:: Given data ::
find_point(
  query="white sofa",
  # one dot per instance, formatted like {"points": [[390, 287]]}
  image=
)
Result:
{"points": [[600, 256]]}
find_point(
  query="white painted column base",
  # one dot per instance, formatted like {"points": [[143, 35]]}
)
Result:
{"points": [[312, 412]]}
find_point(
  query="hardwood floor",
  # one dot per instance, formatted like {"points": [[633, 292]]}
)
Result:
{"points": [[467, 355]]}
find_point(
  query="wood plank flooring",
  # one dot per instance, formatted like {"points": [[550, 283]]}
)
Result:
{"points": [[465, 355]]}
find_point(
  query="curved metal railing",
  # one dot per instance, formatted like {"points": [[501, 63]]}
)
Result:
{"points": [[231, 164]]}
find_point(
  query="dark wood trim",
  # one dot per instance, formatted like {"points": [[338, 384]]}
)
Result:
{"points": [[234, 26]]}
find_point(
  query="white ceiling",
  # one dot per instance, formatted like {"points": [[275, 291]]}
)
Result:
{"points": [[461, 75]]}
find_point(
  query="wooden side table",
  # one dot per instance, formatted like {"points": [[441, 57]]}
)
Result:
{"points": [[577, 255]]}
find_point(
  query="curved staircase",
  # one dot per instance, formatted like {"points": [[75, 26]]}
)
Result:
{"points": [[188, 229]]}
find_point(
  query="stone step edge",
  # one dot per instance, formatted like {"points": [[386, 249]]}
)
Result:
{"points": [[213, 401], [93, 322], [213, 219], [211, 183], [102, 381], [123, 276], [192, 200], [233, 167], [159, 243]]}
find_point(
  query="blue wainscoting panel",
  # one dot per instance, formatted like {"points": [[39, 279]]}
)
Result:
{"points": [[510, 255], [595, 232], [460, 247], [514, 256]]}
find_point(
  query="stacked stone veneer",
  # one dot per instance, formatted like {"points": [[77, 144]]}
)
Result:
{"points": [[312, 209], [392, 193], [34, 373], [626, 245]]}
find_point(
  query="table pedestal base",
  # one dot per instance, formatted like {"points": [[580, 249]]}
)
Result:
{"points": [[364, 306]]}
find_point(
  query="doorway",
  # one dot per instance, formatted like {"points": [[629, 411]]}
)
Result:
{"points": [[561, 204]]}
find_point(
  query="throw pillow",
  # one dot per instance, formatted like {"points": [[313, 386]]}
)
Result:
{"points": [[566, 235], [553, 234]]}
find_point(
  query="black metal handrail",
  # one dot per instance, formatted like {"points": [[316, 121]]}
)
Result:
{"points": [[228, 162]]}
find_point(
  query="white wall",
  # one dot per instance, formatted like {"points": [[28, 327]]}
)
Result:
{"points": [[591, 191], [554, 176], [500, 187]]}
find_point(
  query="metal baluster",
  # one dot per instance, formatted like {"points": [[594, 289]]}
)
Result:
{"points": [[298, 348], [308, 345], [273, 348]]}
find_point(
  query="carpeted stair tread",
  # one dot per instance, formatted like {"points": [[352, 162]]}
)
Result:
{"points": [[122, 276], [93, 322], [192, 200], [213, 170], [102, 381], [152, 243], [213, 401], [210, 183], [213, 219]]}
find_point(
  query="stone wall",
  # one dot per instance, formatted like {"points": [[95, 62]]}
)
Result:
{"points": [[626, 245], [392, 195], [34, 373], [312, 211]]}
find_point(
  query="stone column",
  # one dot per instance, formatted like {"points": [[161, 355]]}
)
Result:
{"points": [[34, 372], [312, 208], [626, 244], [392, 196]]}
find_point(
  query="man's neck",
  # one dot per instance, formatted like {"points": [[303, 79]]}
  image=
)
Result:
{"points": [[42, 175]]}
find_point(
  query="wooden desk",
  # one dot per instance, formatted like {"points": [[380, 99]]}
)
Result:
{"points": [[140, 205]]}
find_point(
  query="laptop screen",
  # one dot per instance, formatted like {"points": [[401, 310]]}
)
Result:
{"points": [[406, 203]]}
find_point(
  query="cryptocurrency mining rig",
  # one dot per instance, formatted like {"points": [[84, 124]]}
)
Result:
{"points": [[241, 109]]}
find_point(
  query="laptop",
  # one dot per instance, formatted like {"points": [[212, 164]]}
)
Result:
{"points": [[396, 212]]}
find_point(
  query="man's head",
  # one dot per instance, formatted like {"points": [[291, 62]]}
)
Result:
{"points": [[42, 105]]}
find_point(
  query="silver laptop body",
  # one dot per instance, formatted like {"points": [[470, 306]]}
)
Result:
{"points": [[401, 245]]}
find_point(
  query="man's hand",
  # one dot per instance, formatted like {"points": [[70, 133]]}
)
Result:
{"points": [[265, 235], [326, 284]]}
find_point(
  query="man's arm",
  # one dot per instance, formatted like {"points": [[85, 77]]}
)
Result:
:::
Given problem >>
Repeat every record exactly as written, please.

Output >>
find_point(
  query="white sofa",
  # one dot per instance, formatted like {"points": [[390, 287]]}
  image=
)
Result:
{"points": [[600, 256]]}
find_point(
  query="white painted column base",
  # one dot per instance, formatted like {"points": [[143, 35]]}
)
Result:
{"points": [[312, 412]]}
find_point(
  query="hardwood floor",
  # one dot per instance, formatted like {"points": [[633, 292]]}
)
Result:
{"points": [[467, 355]]}
find_point(
  query="wood plank flooring",
  # one dot per instance, formatted like {"points": [[550, 283]]}
)
Result:
{"points": [[465, 355]]}
find_point(
  query="curved metal railing",
  # one dot per instance, formatted like {"points": [[501, 63]]}
)
Result:
{"points": [[231, 164]]}
find_point(
  query="dark wood trim",
  # one dot per instance, formatted like {"points": [[338, 384]]}
)
Result:
{"points": [[234, 26]]}
find_point(
  query="white ceiling",
  # one dot per instance, formatted like {"points": [[275, 291]]}
)
Result:
{"points": [[461, 75]]}
find_point(
  query="wooden side table",
  # one dot per instance, formatted like {"points": [[441, 57]]}
)
Result:
{"points": [[577, 255]]}
find_point(
  query="curved staircase",
  # one dot per instance, formatted like {"points": [[75, 26]]}
)
Result:
{"points": [[188, 229]]}
find_point(
  query="stone step edge",
  # one dot per instance, formatted like {"points": [[386, 249]]}
)
Result:
{"points": [[213, 401], [93, 322], [213, 219], [211, 183], [102, 381], [123, 276], [192, 200], [233, 167], [159, 243]]}
find_point(
  query="blue wainscoting panel",
  # one dot per instance, formatted like {"points": [[39, 279]]}
)
Result:
{"points": [[510, 255], [595, 232], [460, 247], [514, 256]]}
find_point(
  query="stacked stone veneer",
  # one dot per instance, formatted like {"points": [[77, 144]]}
)
Result:
{"points": [[312, 209], [392, 193], [34, 373], [626, 245]]}
find_point(
  query="table pedestal base",
  # one dot per instance, formatted like {"points": [[580, 249]]}
)
Result:
{"points": [[364, 306]]}
find_point(
  query="doorway",
  # one dot per instance, formatted like {"points": [[629, 411]]}
)
Result:
{"points": [[561, 204]]}
find_point(
  query="throw pillow",
  # one dot per instance, formatted like {"points": [[313, 386]]}
)
Result:
{"points": [[566, 235], [553, 234]]}
find_point(
  query="black metal handrail",
  # one dot per instance, formatted like {"points": [[316, 121]]}
)
Result:
{"points": [[228, 162]]}
find_point(
  query="white wall",
  # one dot per instance, formatted like {"points": [[28, 327]]}
)
Result:
{"points": [[591, 191], [554, 176], [500, 187]]}
find_point(
  query="metal baluster",
  # one dot per instance, formatted like {"points": [[594, 289]]}
)
Result:
{"points": [[298, 348], [308, 345], [273, 348]]}
find_point(
  query="carpeted stair tread",
  # one dot per instance, formatted like {"points": [[352, 162]]}
)
Result:
{"points": [[122, 276], [93, 322], [192, 200], [213, 170], [102, 381], [152, 243], [213, 401], [210, 183], [213, 219]]}
find_point(
  query="stone wall",
  # one dot per instance, formatted like {"points": [[95, 62]]}
)
Result:
{"points": [[626, 245], [392, 195], [34, 373], [312, 211]]}
find_point(
  query="stone column",
  # one dot per instance, formatted like {"points": [[161, 355]]}
)
Result:
{"points": [[34, 372], [312, 208], [626, 244], [392, 196]]}
find_point(
  query="man's neck",
  # one dot per instance, formatted like {"points": [[303, 79]]}
  image=
)
Result:
{"points": [[42, 175]]}
find_point(
  query="wooden desk",
  # one dot per instance, formatted like {"points": [[380, 99]]}
)
Result:
{"points": [[140, 205]]}
find_point(
  query="laptop screen",
  # one dot per instance, formatted like {"points": [[401, 310]]}
)
Result:
{"points": [[406, 203]]}
find_point(
  query="cryptocurrency mining rig",
  # one dot per instance, formatted like {"points": [[84, 124]]}
)
Result:
{"points": [[241, 109]]}
find_point(
  query="laptop",
  # one dot per instance, formatted like {"points": [[212, 164]]}
)
Result:
{"points": [[396, 212]]}
find_point(
  query="man's head",
  # one dot per instance, formatted like {"points": [[291, 62]]}
)
Result:
{"points": [[42, 105]]}
find_point(
  query="silver laptop body",
  # one dot per instance, formatted like {"points": [[470, 306]]}
)
Result:
{"points": [[401, 245]]}
find_point(
  query="man's hand",
  # one dot per instance, formatted like {"points": [[70, 133]]}
)
Result:
{"points": [[265, 235], [326, 284]]}
find_point(
  query="man's arm",
  # one dot per instance, formatted like {"points": [[85, 77]]}
)
Result:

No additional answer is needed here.